EXERCISE AIM =>
Return the listing word for word, as given.

# start of SUPPLIED RECORDS

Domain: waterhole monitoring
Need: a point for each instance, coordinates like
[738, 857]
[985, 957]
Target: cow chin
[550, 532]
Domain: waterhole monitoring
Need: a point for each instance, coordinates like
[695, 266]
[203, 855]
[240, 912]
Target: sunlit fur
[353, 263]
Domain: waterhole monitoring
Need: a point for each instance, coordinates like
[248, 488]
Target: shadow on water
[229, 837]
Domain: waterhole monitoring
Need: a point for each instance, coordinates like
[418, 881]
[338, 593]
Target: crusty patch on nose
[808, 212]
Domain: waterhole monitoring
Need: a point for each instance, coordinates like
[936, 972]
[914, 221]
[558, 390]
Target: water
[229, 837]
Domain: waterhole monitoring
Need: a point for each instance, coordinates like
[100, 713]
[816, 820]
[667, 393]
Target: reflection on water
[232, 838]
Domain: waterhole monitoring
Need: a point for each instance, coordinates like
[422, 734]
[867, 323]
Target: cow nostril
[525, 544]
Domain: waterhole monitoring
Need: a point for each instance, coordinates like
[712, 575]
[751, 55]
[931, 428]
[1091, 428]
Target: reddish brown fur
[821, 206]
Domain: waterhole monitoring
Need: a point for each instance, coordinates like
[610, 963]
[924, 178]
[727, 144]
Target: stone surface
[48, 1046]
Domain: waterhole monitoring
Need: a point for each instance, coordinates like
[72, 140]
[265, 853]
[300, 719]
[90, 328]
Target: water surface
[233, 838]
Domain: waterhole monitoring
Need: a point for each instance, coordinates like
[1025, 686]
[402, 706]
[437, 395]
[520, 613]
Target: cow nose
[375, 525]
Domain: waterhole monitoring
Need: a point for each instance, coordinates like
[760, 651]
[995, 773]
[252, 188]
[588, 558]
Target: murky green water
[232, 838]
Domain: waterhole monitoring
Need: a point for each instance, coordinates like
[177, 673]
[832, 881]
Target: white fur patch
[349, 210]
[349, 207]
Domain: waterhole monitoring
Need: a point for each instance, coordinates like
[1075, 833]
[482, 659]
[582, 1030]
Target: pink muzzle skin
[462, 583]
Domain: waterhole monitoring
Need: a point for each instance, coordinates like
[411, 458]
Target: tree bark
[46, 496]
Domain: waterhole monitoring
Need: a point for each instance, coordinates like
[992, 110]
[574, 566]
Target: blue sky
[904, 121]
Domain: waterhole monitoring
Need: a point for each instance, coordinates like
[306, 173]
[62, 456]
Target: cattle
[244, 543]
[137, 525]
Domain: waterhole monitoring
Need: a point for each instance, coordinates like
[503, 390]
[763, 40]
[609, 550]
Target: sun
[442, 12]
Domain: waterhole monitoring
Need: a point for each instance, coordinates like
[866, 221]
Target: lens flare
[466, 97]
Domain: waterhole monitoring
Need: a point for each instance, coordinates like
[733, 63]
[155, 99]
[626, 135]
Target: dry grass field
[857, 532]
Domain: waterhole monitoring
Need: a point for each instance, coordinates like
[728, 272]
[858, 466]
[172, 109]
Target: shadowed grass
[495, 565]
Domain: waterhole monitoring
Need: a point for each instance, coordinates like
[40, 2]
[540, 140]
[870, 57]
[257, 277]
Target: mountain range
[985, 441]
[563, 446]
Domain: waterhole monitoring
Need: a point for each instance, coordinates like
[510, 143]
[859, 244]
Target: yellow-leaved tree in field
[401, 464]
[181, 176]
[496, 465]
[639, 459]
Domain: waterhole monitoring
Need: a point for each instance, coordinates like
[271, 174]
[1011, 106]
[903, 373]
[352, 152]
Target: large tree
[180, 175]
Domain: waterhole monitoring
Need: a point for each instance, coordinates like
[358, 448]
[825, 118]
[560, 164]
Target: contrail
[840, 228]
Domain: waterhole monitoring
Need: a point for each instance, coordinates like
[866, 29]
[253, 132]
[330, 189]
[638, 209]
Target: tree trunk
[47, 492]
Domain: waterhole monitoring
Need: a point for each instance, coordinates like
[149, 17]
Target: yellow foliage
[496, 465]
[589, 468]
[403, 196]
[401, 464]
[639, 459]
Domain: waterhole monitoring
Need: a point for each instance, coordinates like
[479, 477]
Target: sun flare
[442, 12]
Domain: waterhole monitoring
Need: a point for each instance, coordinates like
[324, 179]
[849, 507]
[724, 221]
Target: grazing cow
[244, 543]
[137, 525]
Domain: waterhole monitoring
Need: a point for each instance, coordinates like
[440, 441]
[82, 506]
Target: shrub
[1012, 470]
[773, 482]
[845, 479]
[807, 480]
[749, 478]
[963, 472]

# end of SUPPLIED RECORDS

THE RESULT =>
Domain: waterhole monitoring
Need: a point for each instance, coordinates like
[738, 857]
[985, 957]
Target: cow chin
[550, 532]
Domain: waterhole monitoring
Need: a point for each instance, coordinates like
[695, 266]
[203, 855]
[240, 912]
Target: sunlit fur
[353, 263]
Domain: waterhole monitoring
Need: a point for each instance, coordinates like
[248, 488]
Target: shadow on water
[229, 837]
Domain: waterhole monitoring
Need: a point for each instance, coordinates like
[418, 881]
[338, 593]
Target: crusty patch on nose
[808, 212]
Domain: waterhole monitoring
Need: a point for each instance, coordinates like
[936, 972]
[914, 221]
[558, 390]
Target: water
[229, 837]
Domain: waterhole monitoring
Need: a point for each instance, coordinates like
[100, 713]
[816, 820]
[667, 393]
Target: reflection on water
[232, 838]
Domain: waterhole monitoring
Need: a point for each instance, coordinates like
[422, 734]
[867, 323]
Target: cow nostril
[525, 544]
Domain: waterhole monitoring
Need: a point for each instance, coordinates like
[712, 575]
[751, 55]
[931, 428]
[1091, 428]
Target: reddish brown fur
[821, 206]
Domain: waterhole monitoring
Need: a point for each instance, coordinates like
[610, 963]
[924, 178]
[727, 144]
Target: stone surface
[48, 1046]
Domain: waterhole monitoring
Need: a point for each instance, coordinates like
[72, 140]
[265, 853]
[300, 719]
[90, 328]
Target: water surface
[233, 838]
Domain: waterhole monitoring
Need: a point for each instance, coordinates like
[1025, 686]
[402, 706]
[437, 395]
[520, 613]
Target: cow nose
[375, 525]
Domain: waterhole monitoring
Need: a point for each instance, coordinates like
[760, 651]
[995, 773]
[252, 188]
[588, 558]
Target: murky green water
[232, 838]
Domain: waterhole monitoring
Need: a point for each instance, coordinates like
[177, 673]
[832, 881]
Target: white fur patch
[349, 210]
[349, 207]
Domain: waterhole monitoring
Need: a point for each instance, coordinates like
[1075, 833]
[482, 659]
[582, 1030]
Target: pink muzzle skin
[462, 583]
Domain: waterhole monitoring
Need: a point for each instance, coordinates like
[411, 458]
Target: tree bark
[46, 496]
Domain: waterhole monitoring
Need: a point for each instance, coordinates like
[992, 110]
[574, 566]
Target: blue sky
[904, 121]
Domain: waterhole monitoring
Need: a point for each instance, coordinates like
[306, 173]
[62, 456]
Target: cattle
[244, 543]
[137, 525]
Domain: waterhole monitoring
Need: a point for each instance, coordinates like
[503, 390]
[763, 40]
[609, 550]
Target: sun
[442, 12]
Domain: waterhole monitoring
Need: a point for each instance, coordinates like
[866, 221]
Target: lens flare
[466, 97]
Domain: waterhole monitoring
Need: a point for each instance, coordinates like
[733, 63]
[155, 99]
[626, 135]
Target: dry grass field
[857, 532]
Domain: waterhole monitoring
Need: a point for each instance, coordinates like
[728, 272]
[858, 466]
[172, 109]
Target: shadowed grass
[495, 565]
Domain: waterhole monitoring
Need: a point for each instance, coordinates like
[40, 2]
[540, 140]
[870, 57]
[257, 277]
Target: mountain range
[985, 441]
[563, 446]
Domain: waterhole monitoring
Need: a point for each instance, coordinates like
[510, 143]
[859, 244]
Target: yellow-leaved tree in field
[401, 464]
[181, 176]
[496, 465]
[639, 459]
Domain: waterhole monitoring
Need: a point for each instance, coordinates like
[271, 174]
[1011, 106]
[903, 373]
[352, 152]
Target: large tree
[180, 175]
Domain: waterhole monitoring
Need: a point for each instance, coordinates like
[358, 448]
[825, 118]
[560, 164]
Target: contrail
[840, 228]
Domain: waterhole monitoring
Need: a point for each instance, coordinates like
[866, 29]
[253, 132]
[330, 189]
[638, 209]
Target: tree trunk
[47, 492]
Domain: waterhole monitoring
Need: a point for each instance, coordinates like
[149, 17]
Target: yellow foliage
[496, 465]
[589, 468]
[403, 196]
[401, 464]
[639, 459]
Domain: waterhole monitoring
Need: a point for each instance, coordinates like
[479, 477]
Target: sun flare
[442, 12]
Domain: waterhole monitoring
Need: a point for each instance, coordinates like
[324, 179]
[849, 507]
[724, 221]
Target: grazing cow
[244, 543]
[137, 525]
Domain: waterhole monitoring
Need: a point for each instance, coordinates like
[440, 441]
[82, 506]
Target: shrub
[1012, 470]
[773, 482]
[845, 479]
[807, 480]
[749, 478]
[963, 472]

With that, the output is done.